### EXTRAIT DU DOCUMENT

********************

Disons que toutes les institutions banCAIREs, toutes les personnes morales ou physiques qui seront sollicitées par les Experts devront leur prêter assistance et leur permettre d’avoir accès à tout document relatif à la gestion de la SONACOP-SA.
Disons que les Experts nommés doivent déposer leur rapport dans les soixante (60) jours à compter de la notification qui leur sera faite de la présente ordonnance.
Mettons les frais d’expertise à la charge de la SONACOP¬SA.
Nommons Monsieur René KPOMALEGNI, 01BP 3148 Cotonou, Tél. 33.16.12, Expert agréé par la Cour d’Appel de Cotonou, Administrateur provisoire, chargé d’assurer le fonctionnement et la gestion comptable de la SONACOP-SA.
Disons que sa mission s’achèvera dans le délai de deux (02) mois imparti aux Experts ci-dessus nommés pour déposer leur rapport.
Disons que la nomination d’un Administrateur provisoire suspend d,e fait et à titre provisoire les fonctions de Directeur Général et de Directeur Général Adjoint de la SONACOP-SA.
Condamnons toute partie défenderesse qui s’opposerait à l’exécution de la présente ordonnance à une astreinte comminatoire de cinq millions (5 000 000) de francs CFA par jour de résistance pour compter de la présente décision.
Disons que notre ordonnance sera exécutoire sur minute et avant enregistrement, nonobstant toutes voies de recours.
Condamnons les défendeurs aux dépens ».
Suivant exploit avec signification d’ordonnance et de pièces en date du 7 août 2000, appela été relevé de cette décision par :
– Monsieur Séfou FAGBOHOUN ès qualité de Président du Conseil d’Administration de la CPI-SA ayant pour Conseils Maîtres Alfred POGNON, Sévérin A. HOUNNOU, Simplice DATO et Luc Martin HOUNKANRIN;
– Monsieur Cyr KOTY, Directeur Général de la SONACOP-SA ayant pour Conseil Maître Dorothée SOSSA;
– Monsieur Mounirou OMICHESSAN, Directeur Général Adjoint de la SONACOP-SA, ayant pour Conseils Maîtres Gabriel et Romain DOSSOU.

********************

### LIGNES DE DONNÉES
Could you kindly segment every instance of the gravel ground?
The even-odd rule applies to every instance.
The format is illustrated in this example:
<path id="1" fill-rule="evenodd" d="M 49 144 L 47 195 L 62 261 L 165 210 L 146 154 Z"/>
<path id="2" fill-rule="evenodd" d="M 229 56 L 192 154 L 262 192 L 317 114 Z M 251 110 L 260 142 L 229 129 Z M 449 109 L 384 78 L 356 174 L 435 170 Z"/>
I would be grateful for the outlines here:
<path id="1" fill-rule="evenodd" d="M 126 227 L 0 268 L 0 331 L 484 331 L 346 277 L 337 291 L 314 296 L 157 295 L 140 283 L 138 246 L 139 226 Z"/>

********************

### OBJECTIFS
(A) Répondez aux questions suivantes d'après l'extrait du document, une réponse par ligne :
(i) Dans quel délai les Experts doivent-ils déposer leur rapport ?
(ii) Quel est le montant de l'astreinte fixée par jour de résistance ?
(iii) Qui est le Conseil de Monsieur Cyr KOTY ?
(B) Indiquez, s'il vous plaît, si chaque affirmation concorde avec l'extrait du document. Répondez par oui ou non et citez les mots décisifs :
(i) Monsieur René KPOMALEGNI est nommé Administrateur provisoire.
(ii) L'ordonnance ne sera exécutoire qu'après enregistrement.
(iii) Monsieur Mounirou OMICHESSAN est Directeur Général de la SONACOP-SA.

### RÉPONSES
(A)
(i) Dans les soixante (60) jours à compter de la notification de l'ordonnance.
(ii) Cinq millions (5 000 000) de francs CFA.
(iii) Maître Dorothée SOSSA.

(B)
(i) Oui : « Expert agréé par la Cour d’Appel de Cotonou, Administrateur provisoire ».
(ii) Non : « exécutoire sur minute et avant enregistrement ».
(iii) Non : « Directeur Général Adjoint de la SONACOP-SA ».